**What the exercise asks**: Reproduce only the stretch of the records from the line containing "Expected: a marker on each instance of the background" through the end of the records, requests included. Multiply every point coordinate in the answers by 2.15 and round each to a whole number, with halves rounded up.
● ● ● ● ● ● ●
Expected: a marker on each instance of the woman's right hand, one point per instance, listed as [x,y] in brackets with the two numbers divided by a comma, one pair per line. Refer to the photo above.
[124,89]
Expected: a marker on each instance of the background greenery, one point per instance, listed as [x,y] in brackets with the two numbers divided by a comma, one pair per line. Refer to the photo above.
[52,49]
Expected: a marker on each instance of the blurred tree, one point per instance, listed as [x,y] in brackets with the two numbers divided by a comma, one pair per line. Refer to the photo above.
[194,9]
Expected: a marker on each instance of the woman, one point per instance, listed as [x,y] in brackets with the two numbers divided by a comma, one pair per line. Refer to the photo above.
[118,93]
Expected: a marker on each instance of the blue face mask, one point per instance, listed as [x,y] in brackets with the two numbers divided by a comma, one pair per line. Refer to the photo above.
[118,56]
● ● ● ● ● ● ●
**Answer in full**:
Expected: a marker on each instance of the background greenery, one point per instance, listed as [x,y] in brackets with the two numbers divided by a comma, one pair per line. Refer to the photo above.
[112,105]
Expected: a marker on each instance of the blurred tree, one point per instance, listed as [x,y] in brackets with the two numbers divided by a comma, one pair per line. Refer to the photo above.
[417,19]
Expected: a marker on each instance of the woman, one point per instance, listed as [x,y] in brackets with the two numbers divided by a comma, one pair per line. Refer to the photo above.
[254,200]
Expected: a marker on each instance of the blue face mask, one point per instance, listed as [x,y] in brackets with the two numbers divided by a comma, one pair per line. Refer to the photo above.
[254,120]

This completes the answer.